| Exercise prompt |
Retyping the entire listing exactly is the task.

########

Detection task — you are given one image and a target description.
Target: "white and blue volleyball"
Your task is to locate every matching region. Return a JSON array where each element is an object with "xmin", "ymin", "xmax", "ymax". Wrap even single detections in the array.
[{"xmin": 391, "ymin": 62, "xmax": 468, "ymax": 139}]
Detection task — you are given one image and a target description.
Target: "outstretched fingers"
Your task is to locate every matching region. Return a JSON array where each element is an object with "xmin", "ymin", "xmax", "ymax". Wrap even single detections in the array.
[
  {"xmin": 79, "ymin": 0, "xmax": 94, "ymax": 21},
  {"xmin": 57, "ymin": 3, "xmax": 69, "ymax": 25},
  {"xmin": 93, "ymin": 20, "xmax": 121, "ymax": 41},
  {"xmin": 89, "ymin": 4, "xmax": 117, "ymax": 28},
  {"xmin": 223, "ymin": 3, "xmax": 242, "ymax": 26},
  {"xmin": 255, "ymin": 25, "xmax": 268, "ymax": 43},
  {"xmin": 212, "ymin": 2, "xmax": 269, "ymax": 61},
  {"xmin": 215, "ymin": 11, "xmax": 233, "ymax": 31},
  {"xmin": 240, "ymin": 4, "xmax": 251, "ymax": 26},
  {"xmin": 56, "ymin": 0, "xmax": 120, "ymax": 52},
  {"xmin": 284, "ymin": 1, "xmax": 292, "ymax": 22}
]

########

| Answer |
Detection task — you are given one image and a target description.
Target: "white and blue volleyball"
Your task is to locate every matching region. Return a JSON array where each element is an object with "xmin", "ymin", "xmax", "ymax". Wrap even single detections in the array.
[{"xmin": 391, "ymin": 62, "xmax": 468, "ymax": 139}]
Detection task — you are given one image and a target description.
Target: "outstretched fingers"
Your task is to locate every matching region. Return a JSON array where each element is an object with "xmin", "ymin", "xmax", "ymax". Wrap even single detections in the array.
[
  {"xmin": 79, "ymin": 0, "xmax": 94, "ymax": 21},
  {"xmin": 57, "ymin": 3, "xmax": 69, "ymax": 25},
  {"xmin": 93, "ymin": 20, "xmax": 121, "ymax": 41},
  {"xmin": 89, "ymin": 4, "xmax": 117, "ymax": 28},
  {"xmin": 223, "ymin": 3, "xmax": 242, "ymax": 26},
  {"xmin": 255, "ymin": 25, "xmax": 268, "ymax": 43},
  {"xmin": 212, "ymin": 2, "xmax": 269, "ymax": 61},
  {"xmin": 215, "ymin": 11, "xmax": 233, "ymax": 31},
  {"xmin": 240, "ymin": 4, "xmax": 251, "ymax": 26},
  {"xmin": 56, "ymin": 0, "xmax": 120, "ymax": 52},
  {"xmin": 284, "ymin": 1, "xmax": 292, "ymax": 22}
]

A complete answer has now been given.